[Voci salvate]
_____
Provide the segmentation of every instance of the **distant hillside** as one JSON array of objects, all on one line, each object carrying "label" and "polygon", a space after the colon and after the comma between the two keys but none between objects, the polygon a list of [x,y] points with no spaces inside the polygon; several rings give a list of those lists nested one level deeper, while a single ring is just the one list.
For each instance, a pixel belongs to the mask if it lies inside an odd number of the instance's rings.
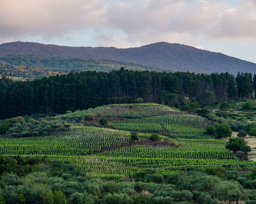
[{"label": "distant hillside", "polygon": [[157,66],[106,59],[67,58],[52,56],[46,57],[34,55],[13,54],[0,57],[0,74],[4,72],[5,75],[9,76],[35,77],[56,74],[67,74],[71,71],[109,72],[119,69],[121,67],[138,71],[170,71]]},{"label": "distant hillside", "polygon": [[106,59],[158,66],[169,70],[205,73],[256,73],[256,64],[180,44],[160,42],[140,47],[69,47],[16,42],[0,45],[0,57],[18,54],[44,57]]}]

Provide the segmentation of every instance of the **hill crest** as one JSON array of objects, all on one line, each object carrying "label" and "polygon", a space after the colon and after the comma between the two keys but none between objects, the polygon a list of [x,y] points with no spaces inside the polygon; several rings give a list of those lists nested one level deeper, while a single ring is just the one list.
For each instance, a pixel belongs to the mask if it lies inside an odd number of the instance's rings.
[{"label": "hill crest", "polygon": [[44,57],[106,59],[160,66],[167,70],[211,73],[256,73],[256,64],[219,52],[161,42],[140,47],[70,47],[20,41],[0,45],[0,57],[8,54]]}]

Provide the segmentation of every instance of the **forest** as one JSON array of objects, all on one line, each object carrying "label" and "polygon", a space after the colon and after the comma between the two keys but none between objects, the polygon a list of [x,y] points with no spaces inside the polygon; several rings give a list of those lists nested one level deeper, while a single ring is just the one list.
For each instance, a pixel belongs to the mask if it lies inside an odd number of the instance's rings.
[{"label": "forest", "polygon": [[[209,105],[254,97],[256,75],[128,70],[86,71],[25,81],[0,80],[0,119],[36,113],[64,113],[142,98],[177,107],[180,99]],[[197,103],[196,103],[197,104]]]}]

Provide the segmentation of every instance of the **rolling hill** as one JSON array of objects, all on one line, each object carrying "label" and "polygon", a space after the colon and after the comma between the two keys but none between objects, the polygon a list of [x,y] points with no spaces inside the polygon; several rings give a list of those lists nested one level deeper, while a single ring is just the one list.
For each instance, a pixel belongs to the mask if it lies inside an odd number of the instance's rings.
[{"label": "rolling hill", "polygon": [[[15,42],[0,45],[0,57],[9,54],[44,57],[105,59],[160,67],[168,70],[204,73],[256,73],[256,64],[178,43],[159,42],[140,47],[69,47]],[[160,71],[163,71],[162,70]]]}]

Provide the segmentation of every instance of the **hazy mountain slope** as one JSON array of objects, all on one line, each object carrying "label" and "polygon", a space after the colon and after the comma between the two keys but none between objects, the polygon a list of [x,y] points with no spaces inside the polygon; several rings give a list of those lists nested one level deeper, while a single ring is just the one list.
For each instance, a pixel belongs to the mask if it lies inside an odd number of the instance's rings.
[{"label": "hazy mountain slope", "polygon": [[168,69],[219,73],[256,73],[256,64],[220,53],[177,43],[157,43],[140,47],[68,47],[16,42],[0,45],[0,56],[10,54],[44,57],[107,59],[154,65]]}]

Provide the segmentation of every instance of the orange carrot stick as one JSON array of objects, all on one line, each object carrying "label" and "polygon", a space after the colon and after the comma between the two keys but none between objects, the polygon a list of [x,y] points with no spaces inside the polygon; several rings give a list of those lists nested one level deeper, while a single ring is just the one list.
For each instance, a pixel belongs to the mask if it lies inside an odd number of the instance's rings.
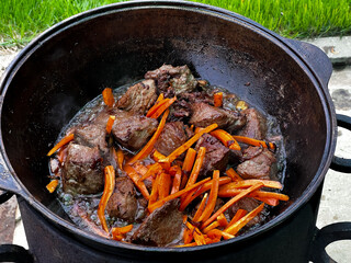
_____
→ IL COMPITO
Filtra i dati qui sopra e copia ogni riga in cui compare la parola "carrot".

→ RISULTATO DELL'ESERCIZIO
Provide the segmentation of every instance of the orange carrot stick as one JSON array of objects, all on one line, each object carrying "label" and "polygon", a space after the colon and after the comma between the two keys but none between objects, the polygon a list of [x,y] points with no spaces inside the polygon; several rings give a list of those lists nested one level deeper, while a single ring is just the one list.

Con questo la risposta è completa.